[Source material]
* * * * * * * * *

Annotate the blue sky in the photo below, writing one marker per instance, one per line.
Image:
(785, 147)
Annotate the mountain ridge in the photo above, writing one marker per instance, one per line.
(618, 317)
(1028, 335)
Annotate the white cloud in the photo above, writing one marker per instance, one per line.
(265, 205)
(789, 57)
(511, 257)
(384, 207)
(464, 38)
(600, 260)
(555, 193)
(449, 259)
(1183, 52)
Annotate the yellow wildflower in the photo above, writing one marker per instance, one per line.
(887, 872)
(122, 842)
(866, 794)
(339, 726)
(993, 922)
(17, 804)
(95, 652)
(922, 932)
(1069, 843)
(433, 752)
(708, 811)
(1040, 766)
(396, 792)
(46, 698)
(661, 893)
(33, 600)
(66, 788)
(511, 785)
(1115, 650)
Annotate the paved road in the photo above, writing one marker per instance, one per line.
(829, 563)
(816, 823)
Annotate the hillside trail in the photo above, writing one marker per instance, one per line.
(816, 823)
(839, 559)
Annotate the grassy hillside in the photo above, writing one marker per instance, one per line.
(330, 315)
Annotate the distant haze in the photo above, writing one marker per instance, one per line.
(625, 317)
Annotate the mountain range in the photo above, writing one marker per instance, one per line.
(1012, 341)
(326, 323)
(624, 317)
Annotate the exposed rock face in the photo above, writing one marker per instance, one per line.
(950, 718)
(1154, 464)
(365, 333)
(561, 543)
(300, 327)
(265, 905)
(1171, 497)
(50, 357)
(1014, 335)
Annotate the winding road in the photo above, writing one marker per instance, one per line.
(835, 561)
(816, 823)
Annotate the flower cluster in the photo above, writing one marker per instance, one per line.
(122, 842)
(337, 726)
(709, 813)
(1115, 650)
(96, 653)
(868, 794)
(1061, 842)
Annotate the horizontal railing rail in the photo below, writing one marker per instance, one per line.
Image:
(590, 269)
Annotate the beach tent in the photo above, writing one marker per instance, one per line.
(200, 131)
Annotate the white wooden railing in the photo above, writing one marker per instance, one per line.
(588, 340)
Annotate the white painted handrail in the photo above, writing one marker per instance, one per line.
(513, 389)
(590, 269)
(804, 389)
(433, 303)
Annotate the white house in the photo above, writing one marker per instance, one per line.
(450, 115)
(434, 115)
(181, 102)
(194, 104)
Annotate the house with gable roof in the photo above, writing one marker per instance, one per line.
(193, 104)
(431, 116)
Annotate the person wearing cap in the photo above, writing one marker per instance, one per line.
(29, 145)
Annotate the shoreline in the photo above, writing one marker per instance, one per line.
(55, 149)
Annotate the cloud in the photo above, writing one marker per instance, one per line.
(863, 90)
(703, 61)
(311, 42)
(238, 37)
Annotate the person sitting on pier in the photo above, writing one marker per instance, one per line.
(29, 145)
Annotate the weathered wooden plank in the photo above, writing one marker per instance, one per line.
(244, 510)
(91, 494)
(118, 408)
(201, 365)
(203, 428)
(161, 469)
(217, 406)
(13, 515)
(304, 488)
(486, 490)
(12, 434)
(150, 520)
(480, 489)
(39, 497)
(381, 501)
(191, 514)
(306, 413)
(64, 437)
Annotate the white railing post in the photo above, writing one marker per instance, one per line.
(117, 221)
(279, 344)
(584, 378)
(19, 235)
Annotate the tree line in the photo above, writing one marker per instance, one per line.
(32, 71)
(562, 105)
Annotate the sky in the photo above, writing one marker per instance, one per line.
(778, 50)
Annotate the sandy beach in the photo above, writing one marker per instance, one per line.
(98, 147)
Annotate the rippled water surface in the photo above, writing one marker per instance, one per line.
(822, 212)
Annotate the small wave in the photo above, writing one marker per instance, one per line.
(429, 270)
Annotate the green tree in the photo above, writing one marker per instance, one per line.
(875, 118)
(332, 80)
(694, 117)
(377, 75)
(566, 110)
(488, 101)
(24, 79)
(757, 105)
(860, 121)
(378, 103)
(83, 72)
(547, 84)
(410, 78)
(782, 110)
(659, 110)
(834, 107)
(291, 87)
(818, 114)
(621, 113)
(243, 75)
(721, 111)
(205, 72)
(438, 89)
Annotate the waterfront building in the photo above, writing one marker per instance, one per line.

* * * * * * * * *

### Instruction
Rewrite all of the material above as a numbered list with each line as its own entry, and omit any blank lines.

### Solved exercise
1. Annotate the blue sky in the photo below, writing one marker per instance, one per line.
2. Image:
3. (785, 147)
4. Annotate the mountain ridge in the photo above, writing one marker per instance, one per line.
5. (618, 317)
6. (1028, 335)
7. Annotate the white cloud in the photo above, writing one marker per instance, one per line.
8. (265, 205)
9. (789, 57)
10. (511, 257)
11. (384, 207)
12. (464, 38)
13. (600, 260)
14. (555, 193)
15. (449, 259)
16. (1183, 52)
17. Annotate the yellow wildflower in the photo above, writing one marker per instance, one per line.
18. (887, 872)
19. (122, 842)
20. (866, 794)
21. (339, 726)
22. (993, 922)
23. (17, 804)
24. (95, 652)
25. (922, 932)
26. (1069, 843)
27. (433, 752)
28. (708, 811)
29. (1040, 766)
30. (396, 792)
31. (46, 698)
32. (661, 893)
33. (33, 600)
34. (66, 788)
35. (511, 785)
36. (1115, 650)
37. Annotate the paved road in the photo above, writing one marker per instance, one per line.
38. (829, 563)
39. (816, 823)
40. Annotate the hillside trail in the photo above, writing one marker per instance, one per line.
41. (816, 823)
42. (839, 559)
43. Annotate the grassy hillside in the photo above, writing one marker per instance, one per line.
44. (330, 315)
45. Annotate the distant haze in the photo above, writing one marker per instance, one per line.
46. (625, 317)
47. Annotate the mountain range in the photo above, writing one marker per instance, one per line.
48. (1012, 341)
49. (326, 323)
50. (624, 317)
51. Annotate the exposed rock face in the photo above, writing one marker per instance, one per line.
52. (950, 718)
53. (1154, 464)
54. (365, 333)
55. (561, 543)
56. (300, 327)
57. (265, 905)
58. (1171, 497)
59. (50, 357)
60. (1014, 335)
61. Annotate the winding road in the photo above, writing one marker per instance, one per line.
62. (835, 561)
63. (816, 823)
64. Annotate the flower cluster in the photo above, writing one marker per instance, one per line.
65. (122, 842)
66. (337, 726)
67. (709, 813)
68. (1115, 650)
69. (96, 653)
70. (868, 794)
71. (1061, 842)
72. Annotate the horizontal railing rail in the photo below, writing one marker per instance, one per line.
73. Image:
74. (590, 269)
75. Annotate the beach tent in the photo above, writing one marker per instance, one per line.
76. (200, 131)
77. Annotate the white wooden railing in the photo above, writing one marker per instance, one per line.
78. (588, 340)
79. Annotate the white painted handrail in the photo above, writing one marker per instance, one per line.
80. (513, 389)
81. (590, 269)
82. (804, 389)
83. (433, 303)
84. Annotate the white house in the photo above, writing one marker per instance, one per line.
85. (450, 115)
86. (434, 115)
87. (181, 102)
88. (194, 104)
89. Annotate the house with gable roof in the photo above, writing one marker per instance, one per line.
90. (193, 104)
91. (431, 116)
92. Annotate the person wearing cap in the photo above, writing one marker per instance, one per line.
93. (29, 145)
94. Annotate the shoreline in the photo above, writing one marker per instance, one per line.
95. (55, 149)
96. Annotate the cloud in the photo above, writing one marker per instance, one per line.
97. (863, 90)
98. (703, 61)
99. (311, 42)
100. (238, 37)
101. Annotate the person sitting on pier in the photo above, writing one marker per instance, one per line.
102. (29, 145)
103. Annotate the weathered wooden plank in the photo above, writing one marker per instance, one per line.
104. (244, 510)
105. (91, 494)
106. (118, 408)
107. (201, 365)
108. (203, 428)
109. (161, 469)
110. (217, 406)
111. (13, 515)
112. (304, 488)
113. (486, 490)
114. (12, 434)
115. (150, 520)
116. (480, 489)
117. (39, 497)
118. (381, 501)
119. (191, 514)
120. (306, 413)
121. (64, 437)
122. Annotate the white railing post in the photo above, writing one marker per instance, one per line.
123. (117, 221)
124. (279, 344)
125. (584, 378)
126. (19, 235)
127. Annotate the tree line in the photo above, writing one marker per instance, one per line.
128. (32, 71)
129. (562, 105)
130. Annotate the sky in the photo above, writing one marker per instance, one per line.
131. (778, 50)
132. Annotate the sandy beach in the photo above, writing one marker per instance, one per line.
133. (98, 147)
134. Annotate the rippled water surface in the photo above, writing one marker per instance, one per line.
135. (822, 212)
136. Annotate the small wave in the photo above, writing one marker per instance, one per line.
137. (429, 270)
138. Annotate the green tree in the photo above, writing one marker per instance, one per line.
139. (875, 118)
140. (332, 80)
141. (694, 117)
142. (377, 75)
143. (566, 110)
144. (488, 101)
145. (24, 79)
146. (757, 105)
147. (860, 121)
148. (378, 103)
149. (83, 72)
150. (547, 84)
151. (410, 78)
152. (782, 110)
153. (659, 110)
154. (834, 107)
155. (291, 87)
156. (818, 114)
157. (621, 113)
158. (243, 75)
159. (721, 111)
160. (205, 72)
161. (438, 89)
162. Annotate the waterfront building in the photo above, writing one marker per instance, one per line.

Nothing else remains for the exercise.